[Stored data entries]
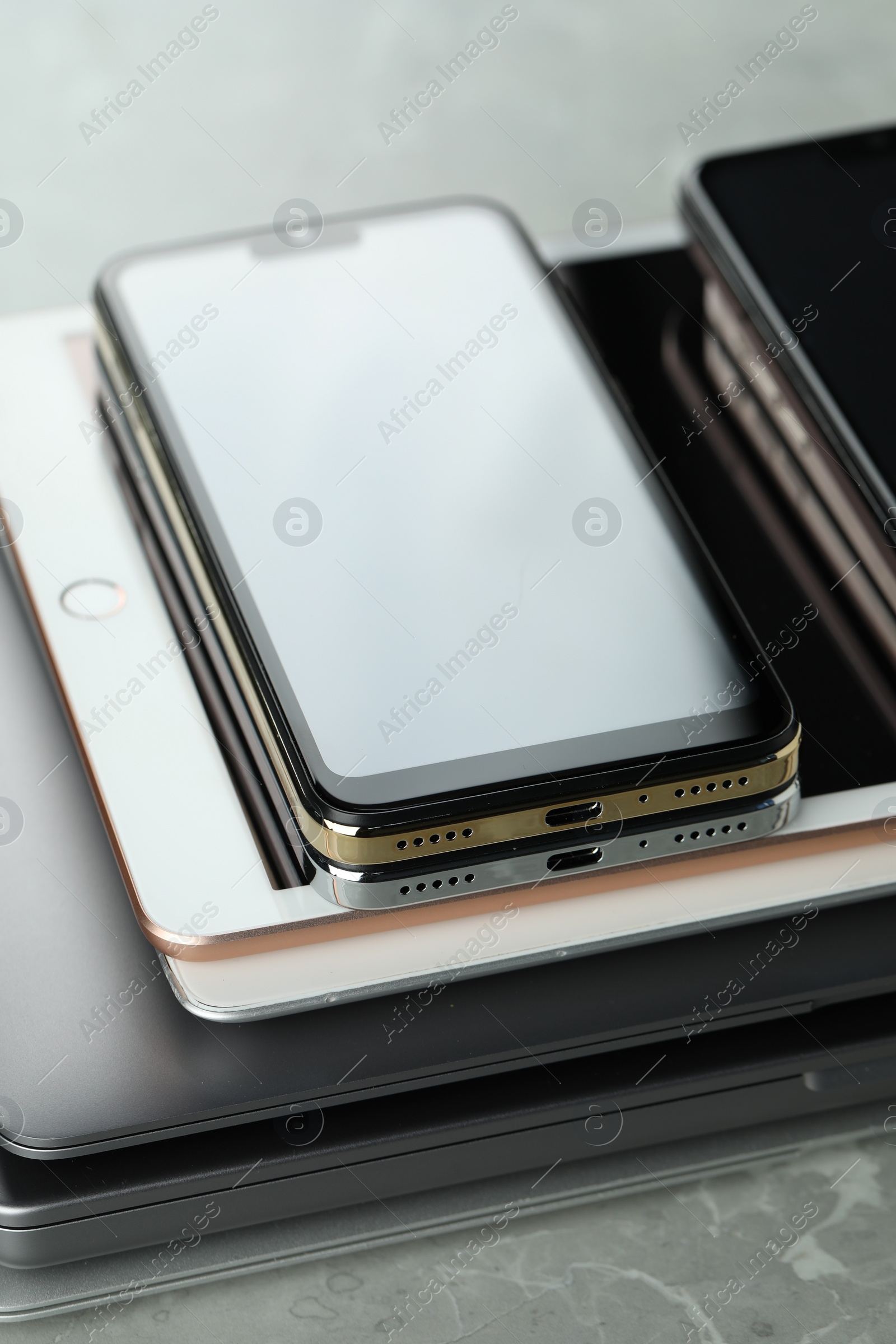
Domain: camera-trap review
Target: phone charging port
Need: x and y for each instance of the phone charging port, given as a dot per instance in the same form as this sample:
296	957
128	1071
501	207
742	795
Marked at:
575	859
567	816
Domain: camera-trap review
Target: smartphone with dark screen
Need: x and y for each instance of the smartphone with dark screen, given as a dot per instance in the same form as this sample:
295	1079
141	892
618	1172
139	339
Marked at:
799	245
463	613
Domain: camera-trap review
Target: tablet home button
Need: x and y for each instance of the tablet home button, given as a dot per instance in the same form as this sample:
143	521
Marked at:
93	600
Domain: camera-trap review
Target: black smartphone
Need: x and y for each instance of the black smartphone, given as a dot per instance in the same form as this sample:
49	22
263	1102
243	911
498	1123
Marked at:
804	237
466	619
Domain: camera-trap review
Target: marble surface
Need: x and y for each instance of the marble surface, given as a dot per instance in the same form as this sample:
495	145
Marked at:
633	1271
580	100
284	99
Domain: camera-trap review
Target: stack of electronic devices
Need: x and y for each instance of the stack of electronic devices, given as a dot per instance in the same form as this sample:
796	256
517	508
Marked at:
484	676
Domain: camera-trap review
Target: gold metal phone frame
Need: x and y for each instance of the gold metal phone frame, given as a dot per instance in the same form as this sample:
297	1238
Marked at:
361	848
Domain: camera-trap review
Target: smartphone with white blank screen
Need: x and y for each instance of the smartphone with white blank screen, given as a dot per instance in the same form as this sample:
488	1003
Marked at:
463	609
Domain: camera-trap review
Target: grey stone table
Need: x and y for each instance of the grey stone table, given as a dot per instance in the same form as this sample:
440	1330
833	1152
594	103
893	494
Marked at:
790	1252
581	99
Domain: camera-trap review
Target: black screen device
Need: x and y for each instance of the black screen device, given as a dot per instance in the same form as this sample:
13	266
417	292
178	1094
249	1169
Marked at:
805	234
156	1084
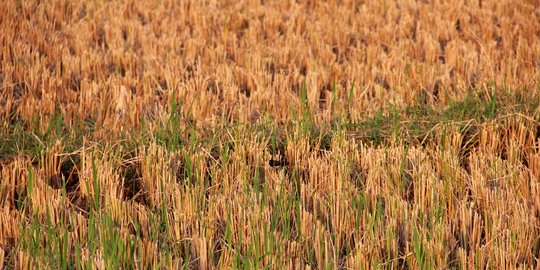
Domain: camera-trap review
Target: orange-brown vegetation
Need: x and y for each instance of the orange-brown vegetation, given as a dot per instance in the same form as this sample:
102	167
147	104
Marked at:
231	103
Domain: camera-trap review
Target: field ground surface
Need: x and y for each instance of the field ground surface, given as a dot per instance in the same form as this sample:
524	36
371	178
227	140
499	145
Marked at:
269	134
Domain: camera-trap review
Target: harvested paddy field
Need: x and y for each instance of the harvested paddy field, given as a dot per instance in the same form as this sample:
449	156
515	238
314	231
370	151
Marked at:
269	134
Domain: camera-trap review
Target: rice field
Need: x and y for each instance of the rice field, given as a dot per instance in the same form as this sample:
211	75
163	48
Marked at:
269	134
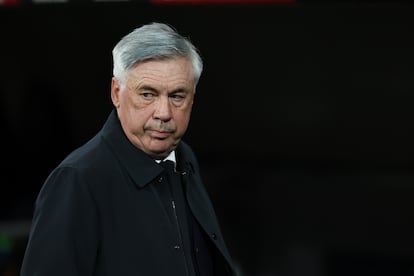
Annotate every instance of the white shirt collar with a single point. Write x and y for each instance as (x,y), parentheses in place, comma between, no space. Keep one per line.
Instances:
(170,157)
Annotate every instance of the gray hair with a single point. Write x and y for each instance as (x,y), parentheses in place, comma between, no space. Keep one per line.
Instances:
(154,41)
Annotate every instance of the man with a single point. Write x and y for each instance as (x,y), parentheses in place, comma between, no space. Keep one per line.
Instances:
(113,207)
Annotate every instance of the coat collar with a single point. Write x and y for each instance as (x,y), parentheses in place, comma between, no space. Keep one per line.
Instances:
(141,167)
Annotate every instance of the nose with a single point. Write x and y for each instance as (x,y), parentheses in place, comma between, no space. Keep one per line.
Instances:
(162,109)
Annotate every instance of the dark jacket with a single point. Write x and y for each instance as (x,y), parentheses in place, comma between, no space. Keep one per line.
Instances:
(99,213)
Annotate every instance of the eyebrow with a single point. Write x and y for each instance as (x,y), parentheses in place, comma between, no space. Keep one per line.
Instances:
(153,89)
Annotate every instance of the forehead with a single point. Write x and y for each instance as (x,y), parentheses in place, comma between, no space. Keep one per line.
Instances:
(165,70)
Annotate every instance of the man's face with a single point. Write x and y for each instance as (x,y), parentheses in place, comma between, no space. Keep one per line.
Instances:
(154,108)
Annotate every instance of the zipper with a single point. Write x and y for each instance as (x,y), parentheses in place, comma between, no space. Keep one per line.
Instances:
(180,237)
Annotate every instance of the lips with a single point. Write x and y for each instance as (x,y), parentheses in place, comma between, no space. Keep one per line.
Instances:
(160,134)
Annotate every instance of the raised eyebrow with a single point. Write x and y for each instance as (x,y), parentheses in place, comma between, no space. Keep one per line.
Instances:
(147,88)
(179,90)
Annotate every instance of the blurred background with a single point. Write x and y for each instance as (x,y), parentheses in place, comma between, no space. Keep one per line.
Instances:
(302,121)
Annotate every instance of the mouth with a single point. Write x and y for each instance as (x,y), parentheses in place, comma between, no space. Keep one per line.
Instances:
(159,134)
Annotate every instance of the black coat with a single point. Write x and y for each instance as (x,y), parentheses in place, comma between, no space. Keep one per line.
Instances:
(98,213)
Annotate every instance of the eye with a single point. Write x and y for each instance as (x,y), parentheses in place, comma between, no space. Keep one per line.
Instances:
(147,95)
(178,98)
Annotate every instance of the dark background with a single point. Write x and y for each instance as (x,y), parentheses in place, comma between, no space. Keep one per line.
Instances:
(302,123)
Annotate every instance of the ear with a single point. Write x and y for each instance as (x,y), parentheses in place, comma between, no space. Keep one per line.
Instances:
(115,90)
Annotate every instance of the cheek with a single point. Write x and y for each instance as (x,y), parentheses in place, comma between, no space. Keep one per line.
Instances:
(182,120)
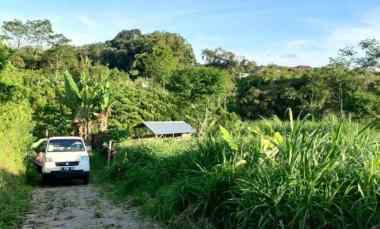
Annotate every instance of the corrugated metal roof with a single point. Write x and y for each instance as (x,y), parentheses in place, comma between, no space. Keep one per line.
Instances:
(169,127)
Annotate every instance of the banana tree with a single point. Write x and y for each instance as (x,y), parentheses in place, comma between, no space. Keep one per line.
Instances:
(80,99)
(104,105)
(90,101)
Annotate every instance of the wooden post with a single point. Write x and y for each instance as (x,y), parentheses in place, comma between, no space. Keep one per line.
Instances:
(109,153)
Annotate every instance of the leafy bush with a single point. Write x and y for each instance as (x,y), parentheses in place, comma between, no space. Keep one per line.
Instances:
(296,174)
(15,137)
(318,92)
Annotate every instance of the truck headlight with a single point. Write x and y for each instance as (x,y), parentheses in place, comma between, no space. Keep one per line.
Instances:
(84,158)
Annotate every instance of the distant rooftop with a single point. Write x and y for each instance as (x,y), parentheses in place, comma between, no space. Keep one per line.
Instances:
(168,127)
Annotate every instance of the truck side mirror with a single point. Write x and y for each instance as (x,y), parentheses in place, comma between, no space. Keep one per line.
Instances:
(89,149)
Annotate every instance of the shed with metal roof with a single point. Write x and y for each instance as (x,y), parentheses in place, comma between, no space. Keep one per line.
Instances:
(163,129)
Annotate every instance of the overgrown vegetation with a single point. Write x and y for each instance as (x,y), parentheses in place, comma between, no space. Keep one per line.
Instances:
(15,137)
(269,174)
(319,173)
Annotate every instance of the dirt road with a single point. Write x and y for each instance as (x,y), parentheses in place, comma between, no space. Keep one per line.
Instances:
(79,206)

**Exercise requirements**
Would you please write out the entries in full, exactly as they read, but without pictures?

**Response area**
Domain: camera-trap review
Target: phone charging port
Need: x and y for each instance of the phone charging port, given as a dot per instance in the same form as this sample:
296	957
128	1071
501	207
742	795
Marked at:
575	859
567	816
Domain: camera-trap review
Target: smartphone with dark screen
Need: x and y for each instance of the smartphone with dark screen, given as a dot per instance in the same form as this sample:
295	1079
141	892
618	1172
139	339
Marked at:
799	245
463	613
Domain: camera-trap review
Target: tablet home button
Need: x and y for each instance of the tablet home button, given as a dot per instance in the same form as this sample:
143	521
Marked at:
93	600
Domain: camera-trap review
Target: black smartphone
Need: x and y for each instance of the black smartphone, given as a dot per instance in the same form as this sample:
49	22
263	1102
243	911
498	1123
Marked at:
804	237
466	619
Domain: camera-trap review
Target: marble surface
Need: x and y for each instance of the marble surface, given as a dot per instance in the same form as this sample:
495	145
Marked at:
633	1271
580	100
284	99
Domain: camera-trap review
Target: stack of electronic devices
Need: x and y for each instance of the stack of electronic devices, given as a dot per instance in the same form as this sample:
796	256
517	508
Marked at:
484	676
Domain: camera-trap review
Target: gold metal phone frame
Need: x and y for each instance of the gold metal phone frame, given as a dot per instance in the same form as this sample:
297	1238
Marked at:
361	848
Domain: camera-trap review
Target: smartphone with white blank screen
Need: x and y for each instance of the smartphone with white blank screen, given as a dot per instance in the same form as this sample:
488	1003
Marked at:
463	609
Domain: camera-trap review
Target: grey stone table
Need: x and y for each instance of the grey stone table, given as a dot per instance in the same form as this sample:
440	1330
833	1152
594	103
893	494
Marked at:
790	1252
581	99
Domain: camera-trap review
Target: black screen device
Need: x and y for each instance of the black screen device, given as a dot per instance in the same form as this sample:
13	266
417	292
178	1094
249	1169
Marked at:
805	234
156	1084
Domain: camera-trap review
Target: orange-brown vegetation
Need: x and y for each instance of the orange-brown vegetation, given as a dot per instance in the same form as this sample:
102	167
147	104
Marked at:
231	103
Domain: camera-trap review
Target: field ground surface
Need: x and y for each instance of the field ground surface, given as a dot per instance in the same form as this sample:
524	36
371	178
227	140
499	145
Marked at:
269	134
Domain: camera-trap review
Target: harvested paddy field
Need: x and y for each instance of the harvested paddy field, given as a dot per instance in the same form as this sample:
449	156
515	238
314	231
370	151
Marked at:
269	134
Domain: camera-trap review
Target: rice field
Need: x and y for each instance of the rice field, given as a dot per instance in the same form as this sample:
211	75
163	48
Marked at:
269	134
Annotate every instance of the white shirt collar with a single point. Write x and y for each instance as (x,y), parentheses in place, comma between, no space. Keep one per line.
Instances:
(170,157)
Annotate every instance of the gray hair with a single point. Write x and y for each instance as (x,y), parentheses in place, comma between, no space. Keep one per line.
Instances:
(154,41)
Annotate every instance of the man with a single point. Write x and y for each instance as (x,y), parentheses in place, comma between, no space. Keep one per line.
Instances:
(113,207)
Annotate every instance of the coat collar with a single point. Write x and y for each instance as (x,y), parentheses in place, comma between, no space. Keep one per line.
Instances:
(141,167)
Annotate every instance of the nose with a single point. Write x and y for each instance as (x,y), parentheses in place, comma between, no space. Keep one per line.
Instances:
(162,109)
Annotate every instance of the dark jacket with a single point. Write x and y for each instance as (x,y), parentheses in place, comma between, no space. Keep one per line.
Instances:
(99,213)
Annotate every instance of the eyebrow with a single point. Write x and y for each instance as (x,y), parentheses in place, comma between, no space. Keep one per line.
Instances:
(153,89)
Annotate every instance of the forehead with a single point. Write x and y for each instance as (x,y), parentheses in place, comma between, no space. Keep one per line.
Instances:
(165,70)
Annotate every instance of the man's face with a single point. Write x and y for each instance as (x,y), parentheses in place, comma between, no space. Keep one per line.
Instances:
(154,108)
Annotate every instance of the zipper with a single point. Write x and y for each instance as (x,y), parentheses in place, comma between, no space. Keep one per line.
Instances:
(180,237)
Annotate every instance of the lips with a single point. Write x and y for each instance as (x,y), parentheses in place, comma between, no space. Keep one per line.
Instances:
(160,134)
Annotate every instance of the raised eyebrow with a single point. Write x and y for each instance as (x,y), parentheses in place, comma between, no space. Keep one per line.
Instances:
(147,88)
(179,90)
Annotate every instance of the blurred background with a single point. Write x and y for each instance as (x,y), parentheses in place, comma between, no space. Keep one per line.
Instances:
(302,121)
Annotate every instance of the mouth with a single point. Write x and y for each instance as (x,y), parentheses in place, comma between, no space. Keep one per line.
Instances:
(159,134)
Annotate every instance of the black coat with a single point. Write x and y for each instance as (x,y), parentheses in place, comma between, no space. Keep one per line.
Instances:
(98,213)
Annotate every instance of the eye with a single point. Write x and y for each instance as (x,y), parentheses in place, comma between, no space. Keep one per line.
Instances:
(147,95)
(178,98)
Annotate every instance of the dark background with a single point. Write x and y for each instance as (x,y), parentheses in place, comma between, no space. Keep one per line.
Instances:
(302,123)
Annotate every instance of the ear with a single point. Write x and y for each instance as (x,y), parentheses in place, comma between, no space. Keep one per line.
Instances:
(115,90)
Annotate every instance of the cheek with a single point. Write x and y for each instance as (x,y), parentheses in place, comma between, no space. Keep one per line.
Instances:
(182,120)
Annotate every instance of the corrugated metal roof with a single point. Write x and y for each instance as (x,y), parentheses in place, comma between, no space. Keep one per line.
Instances:
(169,127)
Annotate every instance of the banana tree with a single point. Write x and y for each instance as (x,y), parentheses in place, comma between, no space. Keep one per line.
Instances:
(80,99)
(104,105)
(90,101)
Annotate every instance of the wooden post with a single point. Write x and y for each instance as (x,y), parentheses in place, comma between, no space. Keep one per line.
Instances:
(109,153)
Annotate every instance of the leafy bush with a single point. Write x and y for each instance as (x,y), parentheses in place, comma between, no space. Keep one per line.
Instances:
(296,174)
(15,137)
(318,92)
Annotate every instance of the truck headlight with a single point. Write x and y for each instance as (x,y), parentheses in place, comma between, no space. Keep one per line.
Instances:
(84,158)
Annotate every instance of the distant rooftop with a single point. Write x and y for each instance as (x,y), parentheses in place, comma between, no space. Keep one per line.
Instances:
(168,127)
Annotate every instance of the truck side mirror with a single point. Write x and y for each instance as (x,y), parentheses in place, comma between, no space. Keep one per line.
Instances:
(89,149)
Annotate every instance of the shed with metal roof with a single point. Write x and y for each instance as (x,y), parentheses in place, comma between, no space. Keep one per line.
Instances:
(163,129)
Annotate every instance of the overgrown vegetation with a single point. Write x and y for each instance as (x,y), parentheses in place, comma between, no space. Keep one per line.
Instances:
(15,137)
(269,174)
(319,173)
Annotate every instance of the dirt road with a single point. Write x and y for each instance as (x,y), parentheses in place, comma between, no space. Keep one per line.
Instances:
(79,206)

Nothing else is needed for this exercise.